## What to work on
Start at the top line and retype the data exactly through to the end.

## Given data
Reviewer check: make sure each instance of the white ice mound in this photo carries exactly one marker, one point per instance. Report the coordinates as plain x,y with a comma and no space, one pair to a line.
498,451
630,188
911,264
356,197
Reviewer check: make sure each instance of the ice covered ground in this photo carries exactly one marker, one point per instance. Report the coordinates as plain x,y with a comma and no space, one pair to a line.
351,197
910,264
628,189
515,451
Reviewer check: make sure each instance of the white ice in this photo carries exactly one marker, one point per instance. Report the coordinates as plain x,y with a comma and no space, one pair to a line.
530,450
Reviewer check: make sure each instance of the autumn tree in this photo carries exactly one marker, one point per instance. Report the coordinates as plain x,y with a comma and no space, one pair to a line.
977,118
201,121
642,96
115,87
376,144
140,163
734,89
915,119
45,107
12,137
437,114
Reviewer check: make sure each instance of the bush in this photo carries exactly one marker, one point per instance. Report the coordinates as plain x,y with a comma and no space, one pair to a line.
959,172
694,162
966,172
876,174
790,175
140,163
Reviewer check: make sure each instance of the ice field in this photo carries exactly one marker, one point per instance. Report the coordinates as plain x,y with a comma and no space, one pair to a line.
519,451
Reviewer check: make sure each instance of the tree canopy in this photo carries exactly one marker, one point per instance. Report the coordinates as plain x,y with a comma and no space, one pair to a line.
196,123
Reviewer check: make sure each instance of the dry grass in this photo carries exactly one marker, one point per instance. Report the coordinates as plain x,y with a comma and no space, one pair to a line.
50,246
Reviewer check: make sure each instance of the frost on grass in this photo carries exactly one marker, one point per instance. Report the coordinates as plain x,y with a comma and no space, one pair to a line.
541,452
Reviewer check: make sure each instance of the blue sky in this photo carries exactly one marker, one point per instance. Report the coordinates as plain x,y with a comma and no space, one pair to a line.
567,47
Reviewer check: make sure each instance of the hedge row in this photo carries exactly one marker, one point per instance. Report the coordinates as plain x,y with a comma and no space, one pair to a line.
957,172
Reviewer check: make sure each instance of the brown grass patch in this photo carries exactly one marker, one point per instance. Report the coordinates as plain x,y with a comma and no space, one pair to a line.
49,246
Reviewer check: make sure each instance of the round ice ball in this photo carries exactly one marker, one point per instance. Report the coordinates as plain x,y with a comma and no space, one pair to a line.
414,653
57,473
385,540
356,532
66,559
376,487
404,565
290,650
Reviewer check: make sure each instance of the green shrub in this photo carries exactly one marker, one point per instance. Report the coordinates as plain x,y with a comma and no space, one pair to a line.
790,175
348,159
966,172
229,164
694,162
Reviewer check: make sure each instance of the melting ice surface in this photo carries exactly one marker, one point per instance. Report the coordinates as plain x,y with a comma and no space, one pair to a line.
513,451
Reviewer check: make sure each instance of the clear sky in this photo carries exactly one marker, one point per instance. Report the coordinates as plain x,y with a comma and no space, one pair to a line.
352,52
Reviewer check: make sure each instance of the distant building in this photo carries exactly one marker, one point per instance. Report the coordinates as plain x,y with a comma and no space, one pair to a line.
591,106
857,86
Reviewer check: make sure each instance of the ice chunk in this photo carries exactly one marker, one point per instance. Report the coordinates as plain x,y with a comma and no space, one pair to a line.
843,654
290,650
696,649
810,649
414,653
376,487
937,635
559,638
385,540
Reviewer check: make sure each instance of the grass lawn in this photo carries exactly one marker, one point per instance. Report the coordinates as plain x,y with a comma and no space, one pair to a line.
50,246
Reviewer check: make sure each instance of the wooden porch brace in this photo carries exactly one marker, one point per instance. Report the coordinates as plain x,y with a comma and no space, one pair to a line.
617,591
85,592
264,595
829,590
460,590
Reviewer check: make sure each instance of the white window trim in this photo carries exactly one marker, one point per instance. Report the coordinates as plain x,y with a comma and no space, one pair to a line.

## Response below
Reviewer check: make sure each instance of the white ice mound in this photo carries exactly one marker, one point per instance. Report the coordinates as plain x,y with a comma and no space, one pair to a line.
498,451
630,188
911,264
356,197
Reviewer check: make sure each instance of the ice covered ground in this photo carries exactly one marker, one point per instance. Report the coordinates as plain x,y with a comma and no space, one pair to a line.
351,197
910,264
628,189
515,451
Reviewer check: make sure each instance of the white ice in this photo carries exactly one marker, one point per instance. Report the coordinates as plain x,y with a comma and no space, one pair to a line.
530,450
Reviewer check: make sure each instance of the autumn tree in this photo carries exactly one marker, one point per instance. Report the coordinates as plain x,y with a comma and no space, one pair to a line.
977,118
201,121
642,96
115,87
376,144
140,163
734,89
915,119
45,107
12,137
437,114
Reviewer check: make sure each instance of the bush in this photo carries exactly one marker, one point per instance. Report the coordinates as plain x,y with a comma and no space, one pair to a line.
959,172
694,162
966,172
876,174
790,175
140,163
Reviewer check: make sure each instance of the ice field in this photo carries exactly one marker, one point per instance. Report the coordinates as plain x,y with a comma and no space, one pair to a line.
519,451
Reviewer check: make sure each instance of the tree canopy in this photo carries exactly one marker, one point per instance. Report the coordinates as plain x,y with a comma and no space, one pair to a line.
196,123
Reviewer check: make sure each instance of the dry grass in this photo carries exactly one marker, one point per instance. Report the coordinates as plain x,y with a comma and no space, one pair to a line.
50,246
Reviewer check: make sure each instance of the frost on grass in this photo carries exactly one marker, one point per instance. Report the coordinates as plain x,y with a comma and no space, one pair to a line.
541,452
Reviewer check: make sure each instance of the blue sky in this photo carries exactly one marker, one point per instance. Report the coordinates as plain x,y with a comma and no space, one pair to a line.
567,47
Reviewer check: make sure each instance of the hedge row in this photo carries exactly one marker, one point per instance. Report the coordinates as plain x,y with a comma and no space, one pair to a line.
957,172
Reviewer check: make sure each instance of the brown grass patch in this photo carries exactly one marker, one point per instance. Report the coordinates as plain x,y with a comma and no space, one pair to a line.
49,246
Reviewer check: make sure each instance of the round ice ball in this photo carries exactly one marker, one point per instance. Report the coordinates as plain x,y with a comma and no space, one pair to a line.
414,653
57,473
385,540
356,532
66,559
376,487
404,565
290,650
Reviewer check: make sure each instance of the green shrub in this photo carries exactly one marker, one point per instance. Report the coordinates as plain x,y with a comma and no space, one pair to a line.
790,175
348,159
966,172
229,164
694,162
Reviewer check: make sure each instance of the melting ice surface in this photo carries exactly one marker, one point per instance. Report the coordinates as plain x,y with a comma and no space, one pair to a line.
513,451
Reviewer check: make sure each instance of the clear sky in this photo carries exactly one marker, one point per instance. Report the coordinates as plain x,y with a comma and no space, one pair to a line.
352,52
Reviewer check: make sure each instance of the distant building in this photo carries exactly one marker, one point per instance. Report the coordinates as plain x,y with a comma and no space, one pair to a line.
591,106
857,86
Reviewer check: make sure each instance of the ice chunk in this photo carries exactly one marker, one point per instance. Report the coordinates as plain x,y with a comma and no space, one pair to a line.
843,654
290,650
696,649
810,649
414,653
376,487
937,635
559,638
385,540
Reviewer check: make sure each instance of the grass lawn in this photo carries exactly one marker, one point per instance. Report the coordinates as plain x,y with a comma and no space, one pair to a line.
50,246
Reviewer check: make sure each instance of the wooden porch brace in this photo carries exactly one marker, one point per instance. Report the coordinates as plain x,y with a comma and no space, one pair to a line.
617,591
85,592
264,595
829,590
460,590
Reviewer check: make sure each instance of the white window trim in this photo carries exactly one marker, one point per instance. Report the coordinates as plain x,y with a comma and no space, one pair to a line.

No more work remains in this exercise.